• YOUR INSTRUCTIONS
Reproduce the records exactly. Leave the pictures out.

• DATA SECTION
◇ ◇ ◇ ◇ ◇
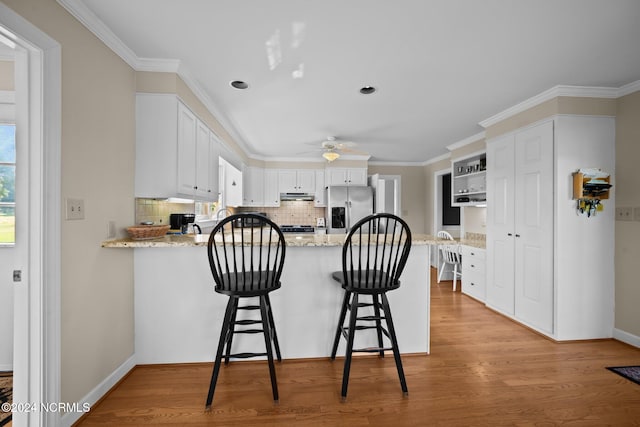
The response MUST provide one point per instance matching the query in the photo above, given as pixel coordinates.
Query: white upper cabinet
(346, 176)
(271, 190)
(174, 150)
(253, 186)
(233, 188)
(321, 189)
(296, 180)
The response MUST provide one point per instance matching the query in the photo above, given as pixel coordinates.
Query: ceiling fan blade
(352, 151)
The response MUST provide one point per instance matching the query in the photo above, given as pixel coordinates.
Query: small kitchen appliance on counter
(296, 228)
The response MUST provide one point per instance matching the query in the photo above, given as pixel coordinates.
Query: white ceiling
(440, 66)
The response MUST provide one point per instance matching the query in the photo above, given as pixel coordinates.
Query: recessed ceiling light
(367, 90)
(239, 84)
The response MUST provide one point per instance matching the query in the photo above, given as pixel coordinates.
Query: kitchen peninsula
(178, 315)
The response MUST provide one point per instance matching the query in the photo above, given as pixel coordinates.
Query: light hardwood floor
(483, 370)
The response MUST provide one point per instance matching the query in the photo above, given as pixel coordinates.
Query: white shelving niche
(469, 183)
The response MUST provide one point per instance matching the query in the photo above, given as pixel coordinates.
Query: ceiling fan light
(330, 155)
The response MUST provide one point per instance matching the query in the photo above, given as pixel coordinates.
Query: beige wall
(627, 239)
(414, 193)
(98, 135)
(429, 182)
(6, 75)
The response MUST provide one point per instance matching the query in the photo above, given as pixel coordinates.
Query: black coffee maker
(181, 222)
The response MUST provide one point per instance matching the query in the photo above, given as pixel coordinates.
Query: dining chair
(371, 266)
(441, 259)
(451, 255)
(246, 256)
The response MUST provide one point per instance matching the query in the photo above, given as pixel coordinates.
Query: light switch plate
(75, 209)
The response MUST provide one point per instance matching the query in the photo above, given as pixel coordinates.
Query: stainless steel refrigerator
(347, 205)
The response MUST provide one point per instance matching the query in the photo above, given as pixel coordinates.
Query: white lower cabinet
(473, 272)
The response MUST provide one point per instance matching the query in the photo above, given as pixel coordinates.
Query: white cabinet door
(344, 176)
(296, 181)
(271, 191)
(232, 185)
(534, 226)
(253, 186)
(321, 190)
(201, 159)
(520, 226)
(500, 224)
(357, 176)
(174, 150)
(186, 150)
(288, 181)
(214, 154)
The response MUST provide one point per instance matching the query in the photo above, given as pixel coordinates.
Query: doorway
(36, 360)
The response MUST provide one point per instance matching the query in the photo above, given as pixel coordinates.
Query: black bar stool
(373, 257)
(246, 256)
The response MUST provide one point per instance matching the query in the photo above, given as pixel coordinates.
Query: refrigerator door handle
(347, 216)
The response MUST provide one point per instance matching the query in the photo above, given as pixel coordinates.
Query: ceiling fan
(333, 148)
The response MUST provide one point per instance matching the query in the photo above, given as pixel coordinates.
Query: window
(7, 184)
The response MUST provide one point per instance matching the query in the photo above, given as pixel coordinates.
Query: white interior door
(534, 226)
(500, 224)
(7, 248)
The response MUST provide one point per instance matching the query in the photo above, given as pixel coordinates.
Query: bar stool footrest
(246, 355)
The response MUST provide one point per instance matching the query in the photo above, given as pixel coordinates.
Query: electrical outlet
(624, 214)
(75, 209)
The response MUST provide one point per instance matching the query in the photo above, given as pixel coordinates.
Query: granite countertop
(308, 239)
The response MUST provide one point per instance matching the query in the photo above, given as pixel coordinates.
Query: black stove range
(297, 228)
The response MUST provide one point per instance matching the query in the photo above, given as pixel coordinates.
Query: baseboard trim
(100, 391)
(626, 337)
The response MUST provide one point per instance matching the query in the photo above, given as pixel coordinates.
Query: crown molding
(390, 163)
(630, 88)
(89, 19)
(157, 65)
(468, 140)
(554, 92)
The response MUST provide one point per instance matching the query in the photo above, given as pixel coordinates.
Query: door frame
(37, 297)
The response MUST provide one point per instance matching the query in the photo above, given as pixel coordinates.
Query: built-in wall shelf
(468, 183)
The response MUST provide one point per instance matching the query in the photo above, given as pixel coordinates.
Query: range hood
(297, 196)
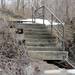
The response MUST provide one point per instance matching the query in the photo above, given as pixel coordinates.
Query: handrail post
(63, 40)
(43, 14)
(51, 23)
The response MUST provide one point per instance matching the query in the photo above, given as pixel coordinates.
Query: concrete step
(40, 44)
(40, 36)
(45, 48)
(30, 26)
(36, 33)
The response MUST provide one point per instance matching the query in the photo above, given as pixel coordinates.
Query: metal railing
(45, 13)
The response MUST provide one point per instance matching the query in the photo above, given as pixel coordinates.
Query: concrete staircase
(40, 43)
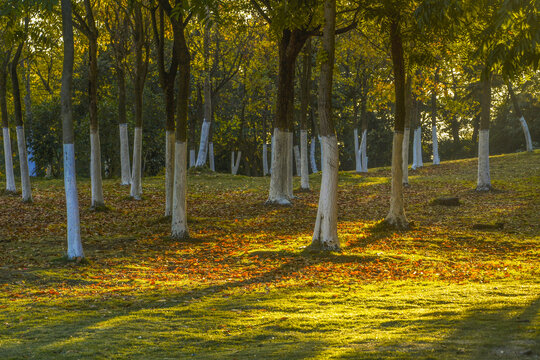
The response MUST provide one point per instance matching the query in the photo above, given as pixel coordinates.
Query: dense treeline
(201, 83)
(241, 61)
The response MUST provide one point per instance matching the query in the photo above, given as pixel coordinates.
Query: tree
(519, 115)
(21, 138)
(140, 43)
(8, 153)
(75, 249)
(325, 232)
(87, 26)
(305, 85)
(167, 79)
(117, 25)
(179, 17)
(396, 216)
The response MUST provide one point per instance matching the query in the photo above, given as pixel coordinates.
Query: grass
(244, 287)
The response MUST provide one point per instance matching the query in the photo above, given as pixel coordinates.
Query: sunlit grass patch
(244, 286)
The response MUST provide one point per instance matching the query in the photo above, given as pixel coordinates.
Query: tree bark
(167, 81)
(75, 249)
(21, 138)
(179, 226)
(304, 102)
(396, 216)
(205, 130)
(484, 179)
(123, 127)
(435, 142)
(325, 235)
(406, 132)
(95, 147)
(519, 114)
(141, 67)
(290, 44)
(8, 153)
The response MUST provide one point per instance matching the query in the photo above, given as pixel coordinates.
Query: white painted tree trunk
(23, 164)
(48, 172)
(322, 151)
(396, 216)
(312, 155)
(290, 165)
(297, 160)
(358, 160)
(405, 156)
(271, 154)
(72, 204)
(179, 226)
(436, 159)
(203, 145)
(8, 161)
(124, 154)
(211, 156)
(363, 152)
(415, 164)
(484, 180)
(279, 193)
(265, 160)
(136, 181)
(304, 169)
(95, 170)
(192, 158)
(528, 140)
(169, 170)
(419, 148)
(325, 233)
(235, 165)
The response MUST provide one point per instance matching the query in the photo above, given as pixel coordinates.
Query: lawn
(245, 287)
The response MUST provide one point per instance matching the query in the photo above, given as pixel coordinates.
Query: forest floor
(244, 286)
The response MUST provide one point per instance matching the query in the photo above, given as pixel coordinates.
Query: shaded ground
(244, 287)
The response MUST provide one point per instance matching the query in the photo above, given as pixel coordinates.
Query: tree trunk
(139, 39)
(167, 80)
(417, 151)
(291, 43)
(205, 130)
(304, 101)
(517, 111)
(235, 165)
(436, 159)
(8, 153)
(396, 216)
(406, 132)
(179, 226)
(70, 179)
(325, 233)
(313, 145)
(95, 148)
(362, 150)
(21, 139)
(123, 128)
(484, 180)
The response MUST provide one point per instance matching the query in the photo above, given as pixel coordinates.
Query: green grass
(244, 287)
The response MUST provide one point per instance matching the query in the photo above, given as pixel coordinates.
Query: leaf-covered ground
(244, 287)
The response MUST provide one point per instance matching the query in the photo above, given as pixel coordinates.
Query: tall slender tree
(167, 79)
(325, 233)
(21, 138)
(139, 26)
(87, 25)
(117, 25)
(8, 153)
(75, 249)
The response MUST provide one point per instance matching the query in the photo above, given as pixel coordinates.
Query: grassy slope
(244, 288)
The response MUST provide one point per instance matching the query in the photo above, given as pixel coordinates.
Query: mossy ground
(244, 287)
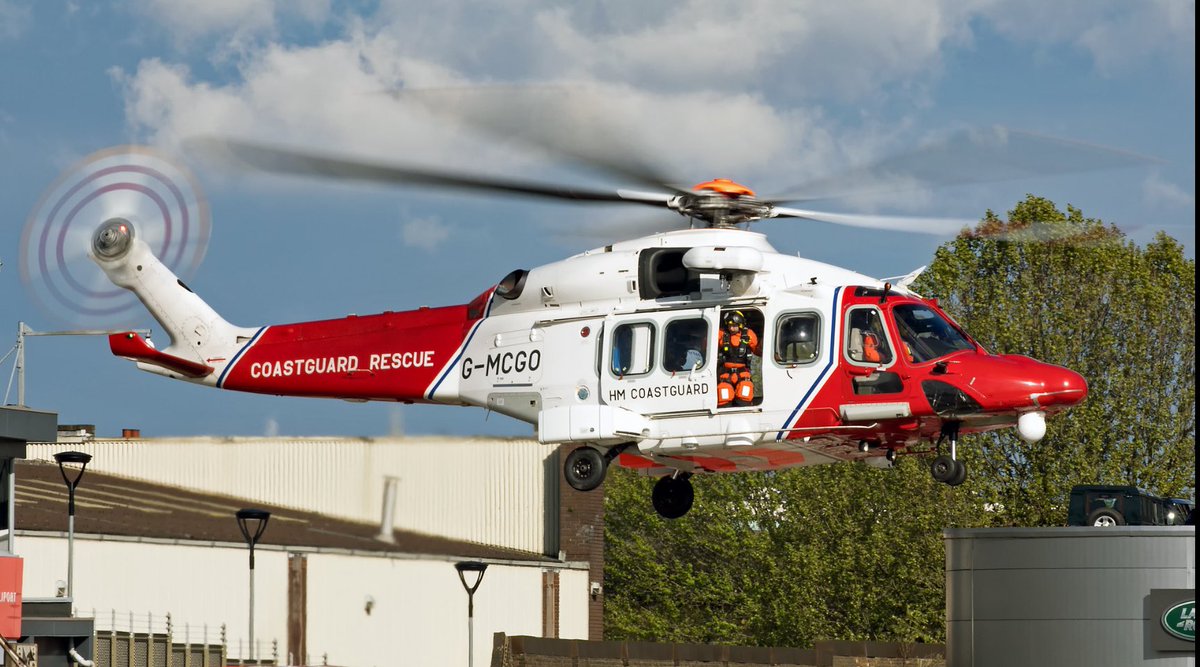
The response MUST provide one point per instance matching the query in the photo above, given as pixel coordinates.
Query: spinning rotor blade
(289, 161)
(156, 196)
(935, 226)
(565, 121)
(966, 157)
◇ ◇ ◇ ◇ ◇
• RESPONSE TO THIS TASK
The response MUST provide one point per instance matching the query in the photo above, given as pixel coordinates.
Query: white upper cabinet
(346, 176)
(271, 190)
(174, 150)
(253, 186)
(233, 188)
(321, 189)
(296, 180)
The response MUST provide one point per instance matching the query in the photo above, given as pixel coordinates.
Query: ceiling fan blade
(352, 151)
The response MUST provide one point per instance matching the query in the photo above, given as pixel coordinates.
Query: small kitchen appliance on counter
(296, 228)
The response MUST provide one point per instance matching the query in the photo above, given as pixel coordinates.
Query: white ceiling
(440, 66)
The response MUST provide one point per instance matching the query in the photo above, given as pixel coordinates.
Query: recessed ceiling light
(367, 90)
(239, 84)
The response MUST provide one point per instance matching the query in the photo above, given as pixel coordinates.
Query: kitchen peninsula
(178, 315)
The response MUST provide one point per instance matching the query in the photo above, given as pixel coordinates.
Query: light hardwood floor
(483, 370)
The response MUST provide one point per instance matching the query in the photo above, given as pixel coordinates.
Query: white shelving niche
(469, 183)
The response MUST provide one point per instance matching the query in the photo above, given as pixel coordinates.
Query: ceiling fan light
(330, 155)
The response MUST provide one point per instance matching the query in the photo above, given as pixel coordinates.
Query: beige wall
(627, 239)
(414, 193)
(98, 135)
(429, 182)
(6, 75)
The response MUST provide one point per instance matching the query in the photo above, given as pixel coordinates.
Query: black coffee maker
(181, 222)
The response MUST provide one point per instance matching the query in the photo above, given as pixel coordinates.
Query: dining chair
(371, 266)
(441, 259)
(451, 255)
(246, 256)
The response MUST provide one point per instance matching the query in the photo above, given as pixel coordinates.
Query: light switch plate
(75, 209)
The response MUST provide one point per instance matching the query in the photo above, given as pixel coordinates.
Query: stainless steel refrigerator
(347, 205)
The response MUST provide one point per instance matching the query in the photo above, given as pixel coordinates.
Query: white lower cabinet
(473, 272)
The response MUST provide one point per instance matching the query in the photo above, given as pixel coordinates.
Query: white cabinet door
(344, 176)
(296, 181)
(271, 191)
(232, 185)
(534, 226)
(253, 186)
(321, 190)
(201, 159)
(520, 226)
(500, 224)
(357, 176)
(174, 150)
(186, 150)
(288, 181)
(214, 154)
The response MUST provide one point per instance matching the query in the photo above, given as pixel coordinates.
Query: doorway
(36, 360)
The response MUST provide one point per instance matching the query in the photo above, given as pixel coordinates.
Query: black bar stool
(373, 257)
(246, 256)
The response MUST provide one point per instance matching the query in the photo above, given as pixel coordinates.
Query: refrigerator door handle
(347, 216)
The response MUST provide one point per instance matching the query in the photo above, given as pixel coordinates.
Query: ceiling fan
(333, 148)
The response MUST provide one point per instance matching the query in the photo above, given as pixel coordinates.
Query: window
(7, 184)
The response MUST provide one point per instance matching the query in the photo above, given as pixel coordinates.
Query: white interior door
(534, 226)
(500, 224)
(7, 248)
The response MUST provide one point per instance matching the query in the photo above, given as pixel coordinates.
Query: bar stool footrest
(246, 355)
The response MUST provide one point per instance matching the query in the photo above, given as pixel coordinates.
Query: electrical outlet
(624, 214)
(75, 209)
The response MUST provide one point per instance matching the query in the photo above, given as pixel coordinates.
Query: granite countertop
(308, 239)
The response MUST provide one point per instance matching the query in the photo above, given as pixel coordinates.
Query: black stove range
(297, 228)
The response MUST provide one point per instance matching the query in the photo above, given as pixel coordinates.
Query: baseboard trim
(100, 391)
(626, 337)
The response MUST provide one point per instance matching the query in the photo above, given as pixel coordinates.
Query: crown molding
(390, 163)
(630, 88)
(89, 19)
(157, 65)
(468, 140)
(554, 92)
The response MUST provide one point per instance matching the query in the photo above, given as pixel coordinates.
Query: door frame
(37, 297)
The response MUST provide one point per instance matching the query in the photo above, given as pixel coordinates.
Query: built-in wall shelf
(468, 183)
The response MUST provide one point per instance matching the query in the photo above, given as pixel coordinates.
Query: range hood
(297, 196)
The response MUST provide one point per instance matching the query in the photo above, given as pixel coordinates.
Query: handrail post
(63, 40)
(43, 14)
(51, 23)
The response MUST provide one point per instance matching the query in the photo above, given as pixel coordinates.
Query: concrete step
(40, 44)
(40, 36)
(45, 48)
(30, 26)
(36, 33)
The response MUST provide one point per instance matching the query in the photo above, given as pixel coordinates.
Query: metal railing
(45, 13)
The response MUST provide one point per instance matching the query in the photo above, given as pixel coordinates.
Query: concrete staircase
(40, 43)
The response MUST provide one point per instance matching the query in the photo above, given as pixel coordinates.
Query: dense treeline
(201, 83)
(241, 61)
The response MUST provide one point per instance matching the query in the photo above, given as pixel coordinates.
Query: tree
(519, 115)
(21, 138)
(140, 43)
(8, 153)
(75, 249)
(325, 232)
(87, 26)
(305, 85)
(167, 79)
(117, 25)
(179, 17)
(396, 216)
The response MUST provide one point per instance matching the query in the photo above, given as pixel coordinates.
Query: grass
(244, 287)
The response MUST provide one point per instance matching the query in the photo above, given as pixel coordinates.
Query: sunlit grass patch
(244, 286)
The response MUST provide one point per instance matching the query in the photo above, given as pixel coordinates.
Query: tree bark
(167, 81)
(75, 249)
(21, 138)
(179, 226)
(304, 102)
(396, 216)
(205, 130)
(484, 179)
(123, 127)
(435, 142)
(325, 235)
(406, 132)
(95, 147)
(519, 114)
(141, 67)
(290, 44)
(8, 153)
The response MUST provide one point per instance matching the query in the photo above, given as pixel coordinates.
Query: white painted tree trunk
(23, 164)
(48, 172)
(322, 151)
(396, 216)
(312, 155)
(290, 165)
(297, 160)
(358, 160)
(405, 156)
(271, 154)
(72, 204)
(179, 226)
(436, 159)
(203, 145)
(8, 161)
(124, 154)
(211, 156)
(363, 152)
(415, 164)
(484, 180)
(279, 193)
(265, 160)
(136, 181)
(304, 169)
(95, 170)
(192, 158)
(528, 140)
(169, 170)
(419, 148)
(325, 233)
(235, 165)
The response MUST provide one point per instance matching the query in the photo above, given as pixel coordinates.
Query: lawn
(245, 287)
The response MUST provide one point per instance matching the query in the photo above, given as pixel coordinates.
Query: forest floor
(244, 286)
The response MUST provide one point per instance matching the query in the photo above, given as pixel coordinates.
Query: shaded ground
(244, 287)
The response MUST provide one point per instance matching the query in the photo above, given as pixel coordinates.
Query: tree trunk
(139, 39)
(167, 80)
(417, 151)
(291, 43)
(205, 130)
(304, 101)
(517, 111)
(235, 165)
(436, 159)
(8, 153)
(396, 216)
(406, 132)
(179, 226)
(70, 179)
(325, 233)
(313, 145)
(95, 148)
(362, 150)
(21, 139)
(123, 128)
(484, 180)
The response MUST provide one point per instance matching the query in the photo above, given as pixel coordinates.
Query: green grass
(244, 287)
The response MUST provide one point per instance matching the query in the photo above, given as pixel coordinates.
Query: leaf-covered ground
(244, 287)
The response MUST provide one point per instance matching the query in the photo above, given as pixel coordinates.
Query: tall slender tree
(167, 79)
(325, 233)
(21, 138)
(139, 26)
(87, 25)
(117, 25)
(8, 153)
(75, 249)
The response MUST provide one point per instance matching the query in the photo above, given as pixel coordinates.
Query: grassy slope
(244, 288)
The response MUST provide one point per instance matching the query in the photo above, given as pixel coordinates.
Query: mossy ground
(244, 287)
The response MUST provide one point per instance matching the query in the photo above, given as pixel coordinates.
Query: spinning rotor blade
(289, 161)
(156, 196)
(935, 226)
(565, 121)
(966, 157)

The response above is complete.